__Study material__.

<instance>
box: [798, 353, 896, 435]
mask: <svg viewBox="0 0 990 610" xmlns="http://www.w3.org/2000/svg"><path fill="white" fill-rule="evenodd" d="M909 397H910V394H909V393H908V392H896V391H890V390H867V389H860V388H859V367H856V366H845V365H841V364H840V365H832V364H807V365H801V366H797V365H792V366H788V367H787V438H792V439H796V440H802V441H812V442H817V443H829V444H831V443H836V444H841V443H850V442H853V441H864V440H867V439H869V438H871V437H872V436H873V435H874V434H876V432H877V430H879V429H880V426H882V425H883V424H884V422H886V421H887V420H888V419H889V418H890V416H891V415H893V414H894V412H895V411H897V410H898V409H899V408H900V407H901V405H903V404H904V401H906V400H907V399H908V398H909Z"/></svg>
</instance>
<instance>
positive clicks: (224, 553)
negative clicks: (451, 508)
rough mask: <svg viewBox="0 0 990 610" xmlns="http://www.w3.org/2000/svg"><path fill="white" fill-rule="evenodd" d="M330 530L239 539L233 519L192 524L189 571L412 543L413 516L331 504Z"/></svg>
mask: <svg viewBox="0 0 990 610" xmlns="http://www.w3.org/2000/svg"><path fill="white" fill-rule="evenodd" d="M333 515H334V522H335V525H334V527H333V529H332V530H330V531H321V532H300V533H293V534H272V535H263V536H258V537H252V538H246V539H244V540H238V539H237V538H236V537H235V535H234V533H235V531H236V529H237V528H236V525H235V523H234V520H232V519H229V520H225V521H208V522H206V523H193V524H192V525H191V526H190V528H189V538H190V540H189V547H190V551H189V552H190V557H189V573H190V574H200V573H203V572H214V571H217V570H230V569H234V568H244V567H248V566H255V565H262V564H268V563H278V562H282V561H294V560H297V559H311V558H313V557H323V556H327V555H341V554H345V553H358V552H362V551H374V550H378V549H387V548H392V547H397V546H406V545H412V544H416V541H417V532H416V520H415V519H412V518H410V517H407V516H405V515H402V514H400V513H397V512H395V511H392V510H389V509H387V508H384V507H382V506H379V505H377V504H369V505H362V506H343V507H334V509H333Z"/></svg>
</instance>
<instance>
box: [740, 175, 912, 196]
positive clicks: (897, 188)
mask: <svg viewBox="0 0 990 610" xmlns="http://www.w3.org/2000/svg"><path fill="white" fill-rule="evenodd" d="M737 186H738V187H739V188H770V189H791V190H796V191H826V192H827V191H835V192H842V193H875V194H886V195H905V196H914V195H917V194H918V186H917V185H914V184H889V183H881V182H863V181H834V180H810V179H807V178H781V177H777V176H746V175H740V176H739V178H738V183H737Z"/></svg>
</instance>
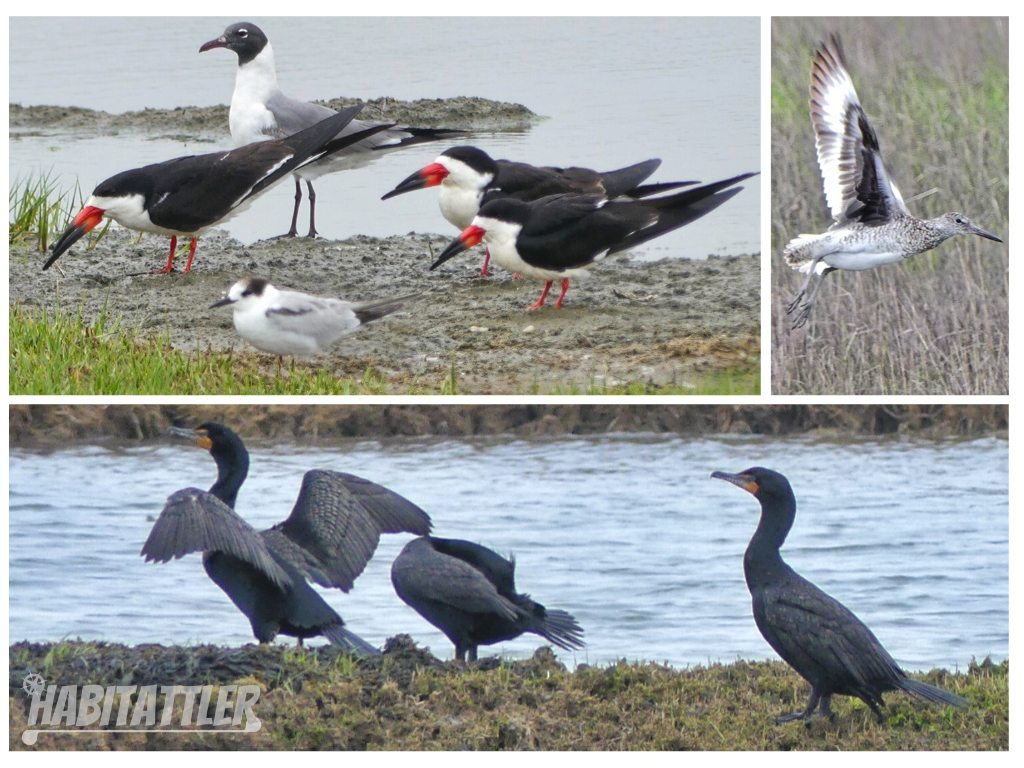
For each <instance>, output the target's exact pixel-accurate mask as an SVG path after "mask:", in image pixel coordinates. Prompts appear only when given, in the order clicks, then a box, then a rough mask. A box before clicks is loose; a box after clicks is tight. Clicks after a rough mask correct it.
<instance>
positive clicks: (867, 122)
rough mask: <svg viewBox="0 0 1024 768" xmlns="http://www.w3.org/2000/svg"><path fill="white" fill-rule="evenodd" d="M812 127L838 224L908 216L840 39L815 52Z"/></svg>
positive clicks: (823, 173) (812, 109)
mask: <svg viewBox="0 0 1024 768" xmlns="http://www.w3.org/2000/svg"><path fill="white" fill-rule="evenodd" d="M811 123H812V124H813V126H814V134H815V137H816V140H815V146H816V147H817V152H818V167H819V168H820V169H821V180H822V182H823V185H824V193H825V202H826V203H827V204H828V208H829V210H830V211H831V215H833V218H834V219H835V220H836V222H837V224H839V223H846V222H850V221H857V222H860V223H864V224H872V223H883V222H885V221H888V220H890V219H891V218H892V217H893V214H894V213H895V212H900V213H905V214H909V212H908V211H907V209H906V205H905V204H904V203H903V198H902V196H901V195H900V194H899V189H897V188H896V185H895V184H894V183H893V182H892V180H891V179H890V178H889V173H888V172H887V171H886V168H885V165H884V163H883V162H882V151H881V150H880V148H879V139H878V136H876V134H874V130H873V129H872V128H871V126H870V124H869V123H868V122H867V116H866V115H865V114H864V111H863V109H862V108H861V106H860V100H859V99H858V98H857V91H856V90H854V87H853V81H852V80H851V79H850V74H849V73H848V72H847V71H846V65H845V63H844V61H843V48H842V46H841V45H840V42H839V38H838V37H837V36H836V35H831V36H829V39H828V42H825V43H821V44H820V45H819V46H818V47H817V49H816V50H815V51H814V63H813V67H812V69H811Z"/></svg>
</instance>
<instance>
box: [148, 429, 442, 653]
mask: <svg viewBox="0 0 1024 768" xmlns="http://www.w3.org/2000/svg"><path fill="white" fill-rule="evenodd" d="M172 433H174V434H177V435H178V436H187V437H190V438H195V439H196V440H197V442H198V444H200V445H202V446H203V447H207V449H208V450H209V451H210V454H211V455H212V456H213V458H214V461H216V463H217V481H216V482H215V483H214V484H213V486H212V487H211V488H210V490H209V492H205V490H200V489H199V488H184V489H182V490H178V492H177V493H175V494H173V495H172V496H171V497H170V498H169V499H168V501H167V504H166V506H165V507H164V510H163V512H161V514H160V517H159V518H158V519H157V522H156V523H155V524H154V526H153V530H152V531H151V532H150V537H148V539H147V540H146V542H145V544H144V545H143V547H142V552H141V554H142V555H143V556H144V557H145V559H146V560H147V561H151V560H153V561H157V562H167V561H168V560H170V559H172V558H175V557H181V556H183V555H185V554H188V553H190V552H202V553H203V566H204V567H205V568H206V572H207V573H208V574H209V575H210V579H212V580H213V581H214V582H215V583H216V584H217V586H218V587H220V588H221V589H222V590H223V591H224V592H225V593H226V594H227V596H228V597H229V598H230V599H231V602H233V603H234V604H236V605H237V606H238V608H239V609H240V610H241V611H242V612H243V613H245V614H246V616H248V618H249V622H250V624H251V625H252V629H253V634H254V635H255V636H256V639H257V640H259V641H260V642H269V641H271V640H273V638H274V637H275V636H276V635H279V634H283V635H289V636H292V637H297V638H298V639H299V642H300V643H301V641H302V639H303V638H307V637H315V636H317V635H323V636H325V637H326V638H328V640H330V641H331V642H332V643H334V644H336V645H342V646H346V647H349V648H351V649H353V650H357V651H360V652H365V653H376V652H377V649H376V648H374V647H373V646H372V645H370V644H369V643H368V642H366V641H365V640H361V639H360V638H358V637H357V636H356V635H354V634H352V633H351V632H349V631H348V630H346V629H345V628H344V624H345V623H344V622H343V621H342V618H341V616H340V615H338V613H337V611H335V610H334V608H332V607H331V606H330V605H328V603H327V602H326V601H325V600H324V598H323V597H321V596H319V594H318V593H317V592H316V591H315V590H313V589H312V588H311V587H310V586H309V584H308V583H307V581H306V580H309V581H312V582H315V583H316V584H319V585H322V586H324V587H337V588H338V589H341V590H343V591H345V592H347V591H348V590H349V589H351V587H352V584H353V582H354V581H355V578H356V577H357V575H358V574H359V573H361V572H362V569H364V568H365V567H366V565H367V563H368V562H369V561H370V558H371V557H373V554H374V551H375V550H376V548H377V543H378V541H379V540H380V535H381V534H396V532H399V531H408V532H412V534H417V535H420V536H423V535H426V534H428V532H429V531H430V517H429V516H428V515H427V513H426V512H424V511H423V510H421V509H420V508H419V507H417V506H416V505H415V504H413V503H412V502H410V501H408V500H406V499H403V498H402V497H400V496H398V495H397V494H395V493H393V492H391V490H388V489H387V488H385V487H383V486H381V485H377V484H376V483H373V482H370V481H369V480H365V479H362V478H361V477H355V476H354V475H349V474H345V473H343V472H332V471H329V470H323V469H313V470H310V471H308V472H306V474H305V476H304V477H303V479H302V488H301V490H300V492H299V498H298V499H297V500H296V502H295V507H294V508H293V510H292V513H291V515H289V517H288V519H287V520H285V521H284V522H281V523H278V524H276V525H274V526H273V527H271V528H268V529H266V530H263V531H257V530H255V529H254V528H253V527H252V526H251V525H249V523H247V522H246V521H245V520H243V519H242V518H241V517H240V516H239V515H238V514H237V513H236V512H234V502H236V499H237V497H238V493H239V489H240V488H241V487H242V483H243V482H244V481H245V479H246V475H247V474H248V472H249V453H248V452H247V451H246V447H245V445H244V444H243V442H242V439H241V438H240V437H239V436H238V435H237V434H236V433H234V432H232V431H231V430H230V429H228V428H227V427H224V426H222V425H220V424H216V423H213V422H209V423H206V424H203V425H201V426H199V427H197V428H196V429H195V430H178V429H175V430H172Z"/></svg>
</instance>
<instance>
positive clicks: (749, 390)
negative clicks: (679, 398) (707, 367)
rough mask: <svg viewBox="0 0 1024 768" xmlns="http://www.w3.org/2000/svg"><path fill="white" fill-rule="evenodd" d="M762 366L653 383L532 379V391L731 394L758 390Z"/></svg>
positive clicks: (690, 393)
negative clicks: (554, 382)
mask: <svg viewBox="0 0 1024 768" xmlns="http://www.w3.org/2000/svg"><path fill="white" fill-rule="evenodd" d="M760 392H761V370H760V368H758V365H757V364H754V365H752V366H751V367H749V368H745V369H731V370H726V371H710V372H707V373H696V374H692V375H689V376H688V377H687V379H686V381H684V382H673V383H670V384H653V383H651V382H627V383H623V384H612V385H607V384H599V383H598V382H597V381H596V379H591V381H590V383H589V384H588V385H587V386H585V387H582V386H575V385H571V384H570V385H562V386H556V387H554V388H552V389H550V390H548V391H542V389H541V385H540V384H539V383H535V384H534V385H532V387H531V388H530V393H531V394H551V395H680V394H682V395H732V394H744V395H749V394H760Z"/></svg>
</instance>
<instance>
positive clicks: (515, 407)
mask: <svg viewBox="0 0 1024 768" xmlns="http://www.w3.org/2000/svg"><path fill="white" fill-rule="evenodd" d="M210 420H216V421H222V422H224V423H226V424H229V425H230V426H231V427H232V428H233V429H236V430H238V431H239V432H241V433H242V434H244V435H246V436H247V437H253V438H263V439H282V440H295V439H299V440H303V441H306V440H315V439H318V438H330V439H334V438H339V437H366V438H381V437H393V436H430V435H447V436H456V437H459V436H471V435H495V434H516V435H520V436H532V435H562V434H601V433H606V432H655V433H658V432H659V433H667V432H670V433H676V434H684V435H703V434H725V433H733V434H764V435H791V434H802V433H809V432H815V433H818V434H837V435H882V434H894V433H899V434H916V435H927V436H932V437H939V436H957V437H977V436H980V435H986V434H1000V435H1005V434H1006V433H1007V430H1008V428H1009V413H1008V408H1007V406H983V404H978V406H973V404H972V406H939V404H935V406H933V404H928V406H919V404H899V406H892V404H890V406H788V404H787V406H613V404H607V406H605V404H601V406H580V404H520V406H506V404H501V406H336V404H321V406H315V407H311V406H68V404H63V406H12V407H11V408H10V413H9V419H8V422H9V432H10V444H11V445H24V446H43V447H56V446H58V445H61V444H65V443H67V442H70V441H96V440H103V439H113V440H126V439H127V440H142V439H148V438H154V437H158V436H160V435H161V434H163V433H164V432H165V431H166V430H167V428H168V427H169V426H170V425H171V424H186V425H197V424H200V423H202V422H204V421H210Z"/></svg>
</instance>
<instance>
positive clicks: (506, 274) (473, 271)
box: [9, 98, 760, 394]
mask: <svg viewBox="0 0 1024 768" xmlns="http://www.w3.org/2000/svg"><path fill="white" fill-rule="evenodd" d="M328 103H329V104H330V105H332V106H334V108H339V106H341V105H343V104H345V103H351V99H334V100H332V101H330V102H328ZM226 109H227V108H225V106H214V108H201V109H200V108H181V109H178V110H144V111H141V112H135V113H125V114H123V115H109V114H106V113H101V112H95V111H91V110H83V109H78V108H55V106H34V108H22V106H18V105H16V104H12V105H11V108H10V125H11V129H12V131H15V132H17V131H45V132H56V133H60V132H63V133H68V132H73V133H76V134H81V133H89V132H92V133H103V132H111V131H120V130H124V131H142V132H145V133H147V134H160V133H166V132H173V134H174V135H180V134H182V133H185V134H189V135H193V136H194V137H200V138H203V137H207V138H210V140H221V141H222V140H223V135H224V129H225V126H226V122H227V120H226ZM362 117H368V118H371V119H382V120H393V121H396V122H406V121H409V122H415V123H417V124H418V125H427V126H445V127H455V128H464V129H467V130H469V131H485V130H504V131H510V130H524V129H525V128H527V127H528V126H529V125H531V124H534V123H536V122H537V121H538V120H539V119H540V118H538V116H536V115H534V113H531V112H530V111H529V110H528V109H526V108H525V106H523V105H521V104H508V103H502V102H495V101H488V100H486V99H480V98H451V99H421V100H419V101H415V102H400V101H395V100H394V99H378V100H376V101H373V102H370V103H369V104H368V105H367V108H366V109H365V111H364V114H362ZM214 136H216V137H219V138H218V139H214V138H211V137H214ZM242 215H245V214H242ZM454 236H455V232H454V231H453V232H445V231H443V230H442V233H415V232H410V233H408V234H403V236H397V234H396V236H394V237H389V238H384V239H377V238H368V237H355V238H350V239H348V240H344V241H328V240H316V241H309V240H306V239H295V240H276V241H265V242H259V243H255V244H252V245H249V246H245V245H243V244H241V243H239V242H237V241H234V240H231V239H230V238H229V237H227V236H226V234H224V233H222V232H218V231H216V230H213V231H210V232H206V233H204V236H203V237H202V239H201V241H200V247H199V252H198V254H197V257H196V263H195V267H194V270H193V271H191V272H190V273H188V274H183V273H174V274H156V275H155V274H148V273H146V272H148V271H150V270H153V269H156V268H159V267H160V266H162V265H163V263H164V260H165V259H166V250H165V249H166V248H167V240H166V239H164V238H158V237H155V236H145V237H144V238H143V239H142V240H141V241H137V239H136V237H135V236H134V234H133V233H131V232H129V231H127V230H124V229H122V228H121V227H119V226H118V225H113V226H112V227H111V229H110V231H109V232H108V234H106V237H104V238H103V239H102V240H101V241H100V242H99V244H98V245H97V246H96V247H95V248H92V249H90V248H89V247H88V245H87V243H86V242H85V241H82V242H80V243H79V244H78V245H77V246H76V247H75V248H73V249H72V251H71V252H69V253H68V254H65V255H63V256H62V257H61V259H60V261H59V262H57V264H58V265H59V266H60V267H61V269H62V270H63V272H65V274H63V275H60V274H59V272H58V271H57V270H56V269H55V268H53V269H50V270H49V271H47V272H43V271H41V265H42V262H43V261H44V260H45V258H44V256H43V254H41V253H39V252H38V251H37V250H34V249H33V246H34V245H35V244H33V243H22V244H15V245H12V247H11V257H10V269H9V282H10V301H11V302H18V303H19V304H22V305H24V306H27V307H30V308H34V309H38V310H39V311H40V313H41V312H42V311H43V310H46V311H53V310H59V311H61V312H69V313H78V312H81V313H82V315H83V317H84V318H86V319H87V321H92V319H94V318H95V317H97V316H98V315H99V313H100V312H102V311H104V310H105V311H106V312H108V314H109V316H111V317H113V318H117V319H119V321H120V324H121V328H122V329H124V330H128V331H129V332H130V333H132V334H134V335H136V336H139V337H154V336H158V335H161V334H165V335H169V336H170V339H171V343H172V345H173V346H175V347H177V348H179V349H182V350H185V351H189V352H202V353H206V352H214V353H221V352H228V351H230V352H232V353H237V354H242V355H252V354H260V355H261V357H260V358H259V361H258V365H259V366H260V367H263V366H269V365H271V364H272V365H274V366H275V365H276V359H275V358H271V357H270V356H269V355H262V354H261V353H258V352H255V351H253V350H252V348H251V347H249V346H248V345H246V344H245V343H244V342H243V341H242V340H241V339H240V338H239V337H238V336H237V335H236V334H234V331H233V328H232V326H231V318H230V312H229V310H220V311H211V310H209V309H208V307H209V305H210V304H211V303H212V302H214V301H216V300H217V299H218V298H219V297H220V296H221V294H222V292H223V291H225V290H226V289H227V288H228V286H230V285H231V284H232V283H234V282H236V281H237V280H239V279H240V278H243V276H246V275H252V274H255V275H258V276H263V278H266V279H268V280H269V281H270V282H271V283H273V284H274V285H275V286H279V287H285V288H291V289H295V290H300V291H306V292H309V293H315V294H318V295H330V296H340V297H342V298H345V299H349V300H353V301H360V300H370V299H379V298H388V297H392V296H399V295H402V294H408V293H420V292H422V293H423V294H424V295H423V296H421V297H420V298H419V299H417V300H416V301H414V302H411V303H410V305H409V306H408V307H407V308H404V309H403V310H401V311H400V312H398V313H397V314H396V315H392V316H391V317H388V318H385V319H384V321H382V322H378V323H376V324H373V325H371V326H368V327H367V328H365V329H361V330H360V331H359V332H358V333H357V334H355V335H353V336H350V337H347V338H346V339H344V340H342V341H341V342H340V343H339V344H338V345H336V346H335V347H334V349H333V350H332V353H331V354H329V355H324V356H321V357H317V358H315V359H314V360H313V361H312V362H311V364H307V362H300V364H299V365H313V366H315V367H317V368H327V369H329V370H330V371H331V372H332V373H333V374H335V375H336V376H338V377H358V376H361V375H362V373H364V372H366V371H367V370H368V369H369V368H373V369H374V370H375V371H377V372H379V373H380V374H381V375H383V376H384V377H385V378H386V379H387V380H388V382H389V385H390V386H391V389H392V390H393V391H394V392H395V393H400V392H403V391H408V390H409V389H410V388H415V387H418V388H419V389H420V390H421V391H422V389H424V388H426V389H428V390H438V389H439V388H440V384H441V383H442V382H443V381H445V379H446V377H449V376H450V375H451V374H452V372H453V370H454V371H455V374H456V376H457V377H458V385H459V391H460V393H463V394H523V393H534V392H538V393H550V392H571V391H587V390H588V389H591V388H594V387H598V388H601V387H605V386H611V387H615V386H622V385H645V386H646V385H653V386H655V387H658V386H660V387H664V386H669V387H674V388H677V389H681V390H683V391H686V389H687V388H689V387H690V386H693V385H692V384H691V381H699V380H701V379H703V378H706V377H707V376H708V375H709V374H715V373H718V372H725V371H728V372H732V371H739V372H745V373H748V374H749V373H750V372H752V371H755V370H757V369H758V367H759V361H760V316H759V304H760V302H759V301H758V296H759V295H760V263H759V262H760V259H759V256H758V254H749V255H737V256H719V257H712V258H709V259H707V260H703V259H702V258H701V257H702V256H703V255H705V254H679V253H673V254H670V255H671V256H672V257H673V258H665V259H663V260H660V261H643V262H641V261H636V260H632V259H631V258H630V257H629V256H628V255H622V256H615V257H612V258H609V259H607V260H605V261H603V262H601V263H599V264H597V265H595V267H594V268H593V269H591V270H590V274H589V275H588V276H587V278H586V279H584V280H581V281H579V282H575V281H574V282H573V286H572V288H571V289H570V290H569V293H568V296H567V298H566V304H565V307H564V308H563V309H561V310H557V309H555V308H554V307H553V306H549V307H546V308H544V309H542V310H540V311H536V312H526V311H524V307H525V306H526V305H527V304H529V303H530V302H532V301H534V300H535V299H536V298H537V296H539V295H540V291H541V287H542V284H541V283H539V282H535V281H528V280H525V281H515V280H513V279H512V275H511V274H508V273H505V272H499V273H498V274H497V275H496V276H494V278H490V279H488V280H481V279H480V278H479V276H478V274H477V272H478V269H479V264H480V261H481V259H482V256H481V255H480V254H479V253H477V252H470V253H467V254H465V255H463V256H460V257H459V258H458V259H455V260H453V261H451V262H449V263H446V264H444V265H443V266H442V267H441V268H439V269H437V270H436V271H433V272H431V271H429V269H428V267H429V265H430V264H431V263H432V262H433V260H434V257H435V256H436V254H437V253H439V252H440V251H441V250H442V249H443V248H444V247H445V246H446V245H447V244H449V243H450V242H451V240H452V238H453V237H454ZM477 250H479V249H477ZM691 257H696V258H691ZM263 358H265V362H264V360H263Z"/></svg>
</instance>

__Exercise goal__.
Check each line above for the word "positive" and copy the ones that have it.

__Response box__.
positive clicks: (224, 553)
positive clicks: (897, 188)
positive clicks: (867, 122)
positive clicks: (823, 173) (812, 109)
positive clicks: (749, 390)
positive clicks: (690, 393)
positive clicks: (515, 407)
positive clicks: (506, 274) (473, 271)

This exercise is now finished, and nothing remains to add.